**TASK**: Could you copy out the listing below line for line, leaving out the pictures?

* START RECORD LIST *

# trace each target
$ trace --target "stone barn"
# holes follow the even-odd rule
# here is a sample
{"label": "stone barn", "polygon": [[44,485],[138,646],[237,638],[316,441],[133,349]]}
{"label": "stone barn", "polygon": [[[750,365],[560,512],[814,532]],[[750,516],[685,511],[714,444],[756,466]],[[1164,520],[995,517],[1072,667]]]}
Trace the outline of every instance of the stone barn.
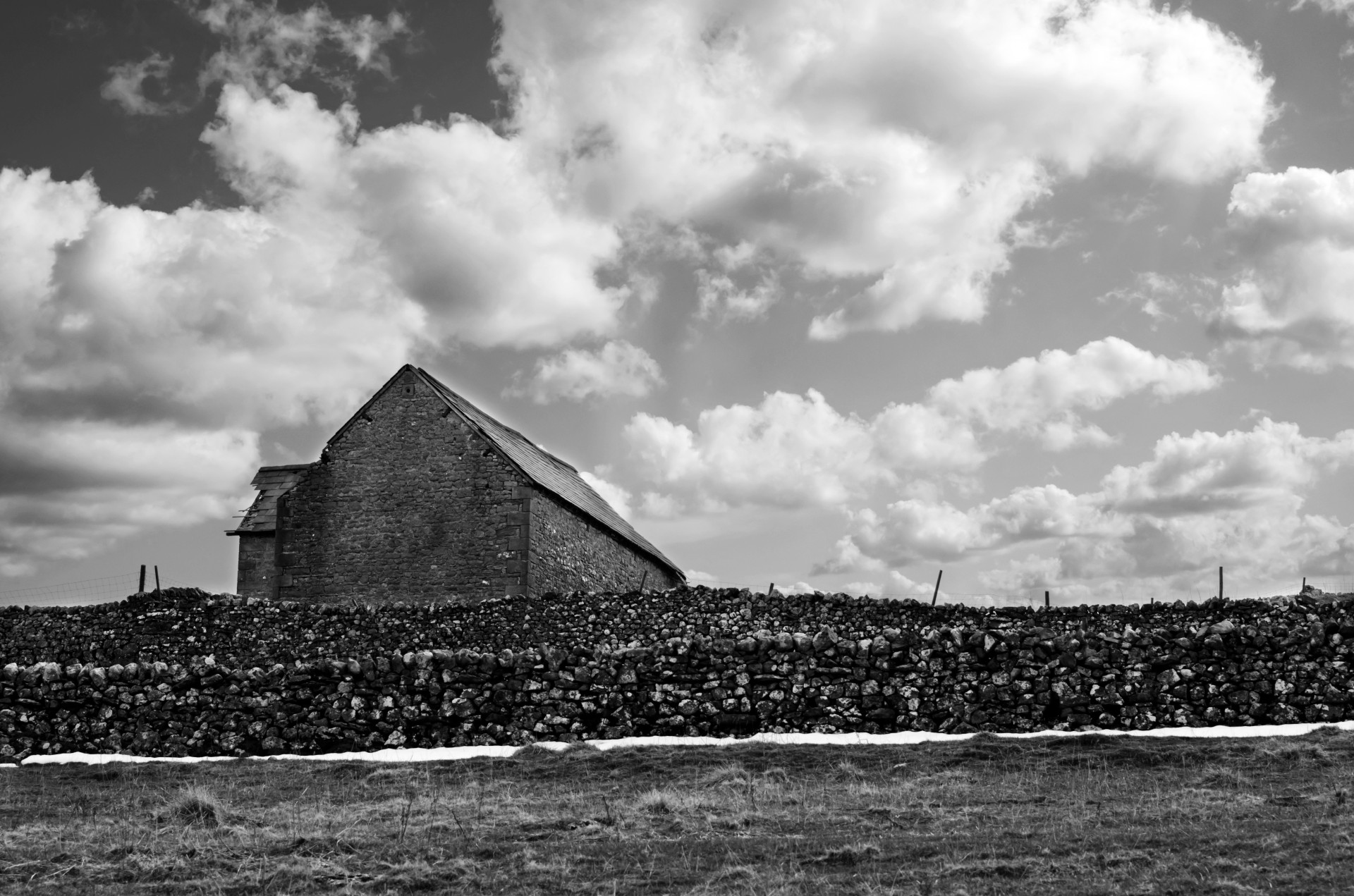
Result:
{"label": "stone barn", "polygon": [[406,364],[309,464],[263,467],[237,590],[292,601],[672,587],[578,471]]}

* END RECORD LIST *

**RESULT OF THE EXERCISE**:
# trace each target
$ trace --target "stone barn"
# holes follow the even-odd rule
# here is a sample
{"label": "stone barn", "polygon": [[44,485],[138,646],[237,638],[316,441],[133,349]]}
{"label": "stone barn", "polygon": [[[750,365],[560,512],[814,532]],[[750,516],[685,511],[714,444],[756,466]],[[1164,520],[995,517],[1072,667]]]}
Trace the outline of every instance of the stone barn.
Result:
{"label": "stone barn", "polygon": [[406,364],[309,464],[263,467],[237,590],[292,601],[672,587],[578,471]]}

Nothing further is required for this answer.